* **WHAT THIS TASK INVOLVES**
Rewrite all of the data below as a numbered list, one item per line, and leave out any blank lines.

* **DATA**
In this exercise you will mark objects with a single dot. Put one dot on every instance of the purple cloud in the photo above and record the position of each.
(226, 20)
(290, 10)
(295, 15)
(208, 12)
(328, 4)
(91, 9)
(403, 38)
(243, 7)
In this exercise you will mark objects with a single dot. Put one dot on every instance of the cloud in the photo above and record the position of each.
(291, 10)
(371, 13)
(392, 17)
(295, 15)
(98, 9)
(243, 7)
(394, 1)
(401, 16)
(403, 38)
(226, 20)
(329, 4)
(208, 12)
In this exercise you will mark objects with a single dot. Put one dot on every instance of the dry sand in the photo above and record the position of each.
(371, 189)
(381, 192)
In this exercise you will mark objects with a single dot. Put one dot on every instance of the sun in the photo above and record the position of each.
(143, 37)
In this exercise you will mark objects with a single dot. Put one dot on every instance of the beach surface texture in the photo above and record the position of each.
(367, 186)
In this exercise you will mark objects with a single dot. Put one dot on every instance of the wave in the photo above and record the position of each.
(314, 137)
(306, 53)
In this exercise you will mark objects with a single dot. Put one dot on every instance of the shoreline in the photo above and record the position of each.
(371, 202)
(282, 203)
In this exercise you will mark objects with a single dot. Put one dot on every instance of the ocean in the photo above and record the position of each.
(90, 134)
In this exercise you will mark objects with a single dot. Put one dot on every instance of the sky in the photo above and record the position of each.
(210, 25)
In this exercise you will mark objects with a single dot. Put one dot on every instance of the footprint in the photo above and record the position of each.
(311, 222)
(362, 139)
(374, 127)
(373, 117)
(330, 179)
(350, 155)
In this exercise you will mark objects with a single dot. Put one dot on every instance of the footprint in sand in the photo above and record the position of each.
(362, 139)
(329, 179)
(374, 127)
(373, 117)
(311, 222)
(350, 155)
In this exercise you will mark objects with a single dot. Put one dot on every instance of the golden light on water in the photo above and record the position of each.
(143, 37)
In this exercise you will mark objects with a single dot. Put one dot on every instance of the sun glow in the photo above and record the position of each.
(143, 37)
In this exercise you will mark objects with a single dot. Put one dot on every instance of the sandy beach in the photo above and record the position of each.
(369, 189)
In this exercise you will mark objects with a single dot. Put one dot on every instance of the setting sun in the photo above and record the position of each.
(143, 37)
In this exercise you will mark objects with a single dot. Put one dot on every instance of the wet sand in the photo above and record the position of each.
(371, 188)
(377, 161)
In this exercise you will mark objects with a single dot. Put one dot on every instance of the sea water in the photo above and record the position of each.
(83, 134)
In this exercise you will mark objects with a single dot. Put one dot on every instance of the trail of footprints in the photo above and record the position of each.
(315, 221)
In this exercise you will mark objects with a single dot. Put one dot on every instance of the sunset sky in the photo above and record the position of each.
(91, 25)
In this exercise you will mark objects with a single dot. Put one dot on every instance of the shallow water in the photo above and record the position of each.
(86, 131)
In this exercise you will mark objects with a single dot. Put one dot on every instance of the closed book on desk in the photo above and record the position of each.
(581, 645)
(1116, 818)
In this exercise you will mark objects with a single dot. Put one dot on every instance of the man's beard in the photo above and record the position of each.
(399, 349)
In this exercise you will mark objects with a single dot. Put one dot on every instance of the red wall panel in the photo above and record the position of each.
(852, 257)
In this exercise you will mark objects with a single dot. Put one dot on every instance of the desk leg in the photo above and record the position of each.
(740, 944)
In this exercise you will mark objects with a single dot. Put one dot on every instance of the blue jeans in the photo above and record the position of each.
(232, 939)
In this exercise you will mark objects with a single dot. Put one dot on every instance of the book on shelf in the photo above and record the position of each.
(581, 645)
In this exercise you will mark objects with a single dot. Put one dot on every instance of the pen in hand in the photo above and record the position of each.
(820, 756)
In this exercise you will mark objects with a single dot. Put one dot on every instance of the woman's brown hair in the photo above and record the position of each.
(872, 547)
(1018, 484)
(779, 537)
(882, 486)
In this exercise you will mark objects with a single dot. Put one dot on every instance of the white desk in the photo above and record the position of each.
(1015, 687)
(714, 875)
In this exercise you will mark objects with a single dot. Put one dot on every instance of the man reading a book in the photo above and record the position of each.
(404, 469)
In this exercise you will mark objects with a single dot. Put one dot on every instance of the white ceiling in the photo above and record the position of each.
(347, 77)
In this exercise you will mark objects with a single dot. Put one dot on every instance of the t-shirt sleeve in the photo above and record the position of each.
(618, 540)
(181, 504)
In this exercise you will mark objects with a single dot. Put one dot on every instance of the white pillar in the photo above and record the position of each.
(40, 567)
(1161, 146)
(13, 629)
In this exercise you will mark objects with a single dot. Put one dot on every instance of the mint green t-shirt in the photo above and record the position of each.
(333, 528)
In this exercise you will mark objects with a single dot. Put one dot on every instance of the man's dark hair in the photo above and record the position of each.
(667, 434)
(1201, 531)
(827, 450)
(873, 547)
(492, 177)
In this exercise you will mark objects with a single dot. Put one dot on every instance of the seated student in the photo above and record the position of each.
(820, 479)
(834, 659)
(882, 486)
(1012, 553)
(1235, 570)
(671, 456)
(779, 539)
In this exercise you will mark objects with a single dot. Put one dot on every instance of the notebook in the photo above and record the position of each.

* **RESULT OF THIS TASK**
1. In this exercise you will mark objects with a single dot. Put one dot on every instance of the purple cloud in the photo above and record the position of each.
2. (226, 20)
3. (290, 10)
4. (295, 15)
5. (208, 12)
6. (328, 4)
7. (91, 9)
8. (403, 38)
9. (243, 7)
10. In this exercise you will mark objects with a single dot. Put one dot on every instance of the cloud in the photo above and record the position of each.
11. (291, 10)
12. (371, 13)
13. (392, 17)
14. (295, 15)
15. (98, 9)
16. (243, 7)
17. (394, 1)
18. (401, 16)
19. (403, 38)
20. (226, 20)
21. (329, 4)
22. (208, 12)
23. In this exercise you will mark objects with a single dot. Put one dot on every instance of the dry sand in the photo above and record the position of each.
24. (371, 189)
25. (381, 192)
26. In this exercise you will mark objects with a single dot. Put one dot on every instance of the sun in the photo above and record the position of each.
27. (143, 37)
28. In this exercise you will mark objects with a single dot. Put one dot on every instance of the beach surface texture in the photo above and record the position of each.
29. (367, 186)
30. In this exercise you will mark objects with a single dot. Put one dot on every instance of the wave in the photo above and record the position of each.
31. (314, 137)
32. (306, 53)
33. In this exercise you will mark objects with a single dot. Put one dot on every instance of the shoreline in the photo above and record the position of each.
34. (371, 202)
35. (282, 203)
36. In this exercise you will mark objects with a single dot. Put one dot on every instance of the ocean in the photo above and record the position of each.
37. (90, 134)
38. In this exercise you will mark objects with a single dot. Put one dot on every instance of the sky in the photo above and record the position of each.
39. (210, 25)
40. In this exercise you will mark objects with a single dot. Put one dot on every instance of the footprint in the photo above and record the position of each.
41. (311, 222)
42. (362, 139)
43. (374, 127)
44. (373, 117)
45. (330, 179)
46. (350, 155)
47. In this exercise you will mark objects with a single dot. Put one dot on every instance of the footprint in sand in the photo above and record the position of each.
48. (362, 139)
49. (329, 179)
50. (374, 127)
51. (373, 117)
52. (311, 222)
53. (350, 155)
54. In this exercise you will mark objects with a single dot. Put one dot on every instance of the golden light on water in the photo above and record the position of each.
55. (143, 37)
56. In this exercise you will mark objects with a single dot. Put one dot on every instance of the sun glow in the photo above and record the position of each.
57. (143, 37)
58. In this exercise you will mark objects with a single dot. Put one dot on every instance of the sandy beach in the photo above and record the position of each.
59. (369, 189)
60. In this exercise you will mark objects with a single dot. Put one dot on every instance of the setting sun in the photo above and record the position of each.
61. (143, 37)
62. In this exercise you will mark objects with a single dot. Put one dot on every instance of the wet sand in the photo above and record the position of each.
63. (371, 188)
64. (377, 161)
65. In this exercise you will mark objects with a single dot. Put one dot on every instance of the sea water in the photo above and record the position of each.
66. (83, 134)
67. In this exercise you will mark objects with a single dot. Put one dot on every instance of the trail of footprints in the photo above and record the position of each.
68. (315, 221)
69. In this exercise you will mark objects with a single dot. Put one dot on every instance of the sunset sky in the photo above and record the position of each.
70. (91, 25)
71. In this exercise you will mark objects with a single dot. Put one dot on every instance of the shallow water in the photo above and record the position of each.
72. (86, 131)
73. In this exercise you will mark objects with a single dot. Put one dot on every instance of the closed book on desk in the photo above and record the position of each.
74. (581, 645)
75. (1116, 818)
76. In this exercise you will mark objects with a single dot. Put one dot on every instance of the man's beard in the photo above and record the position of each.
77. (399, 349)
78. In this exercise you will mark objects with a single dot. Put one dot on every instance of the red wall panel in the photo above and record the position of each.
79. (852, 257)
80. In this exercise you will mark objects with a single dot. Put one dot on every instance of the desk leg in the photo above and record the position of each.
81. (740, 944)
82. In this exercise you will mark objects with a single dot. Put one dot on every instance of the blue jeans in the photo above and record the position of each.
83. (232, 939)
84. In this exercise you will mark objects with a single dot. Put one dot on every instance of the book on shelf in the photo above and record the position of each.
85. (581, 645)
86. In this exercise you will mark objects with a single dot. Put one dot on every instance of the pen in hand in the photo above and record the position of each.
87. (820, 756)
88. In this exercise you will mark objects with a single dot. Put one dot on every instance of the woman's brown hair in the photo above and record the position of each.
89. (872, 547)
90. (1018, 484)
91. (779, 537)
92. (882, 486)
93. In this exercise you will mark objects with a single dot. Put one dot on every instance of the white desk in the photo above and record the position of each.
94. (1015, 687)
95. (714, 875)
96. In this exercise you will mark objects with a single dot. Put one dot on every instance of the man reading a book in the photo above and record the position of each.
97. (404, 469)
98. In this exercise you will mark objects with a single dot. Put one dot on every instance of the white ceiling in the photo above and record the position of each.
99. (347, 77)
100. In this exercise you will mark objects with a single dot. Put one dot on every instance of the t-shirt sleeve in the photo above and record the position of each.
101. (618, 540)
102. (181, 504)
103. In this exercise you will mark objects with a single dot. Put one dot on every instance of the white pillar in the photo above and record the position of each.
104. (40, 567)
105. (1161, 146)
106. (13, 629)
107. In this exercise you will mark objects with a single dot. Put one dot on every instance of the mint green t-shirt in the photo above and record the position of each.
108. (333, 528)
109. In this exercise you will mark objects with a single dot. Put one dot on every instance of the man's dark hair in the photo above and record the position of each.
110. (667, 434)
111. (1201, 531)
112. (827, 450)
113. (873, 547)
114. (492, 177)
115. In this exercise you will mark objects with a single dot. Put one dot on every instance of the seated student in the photo above and record the position of each.
116. (820, 479)
117. (834, 659)
118. (882, 486)
119. (1012, 553)
120. (1235, 570)
121. (671, 456)
122. (779, 539)
123. In this exercise you will mark objects with a single dot. Put one dot on every instance of the notebook in the photo above and record the position of each.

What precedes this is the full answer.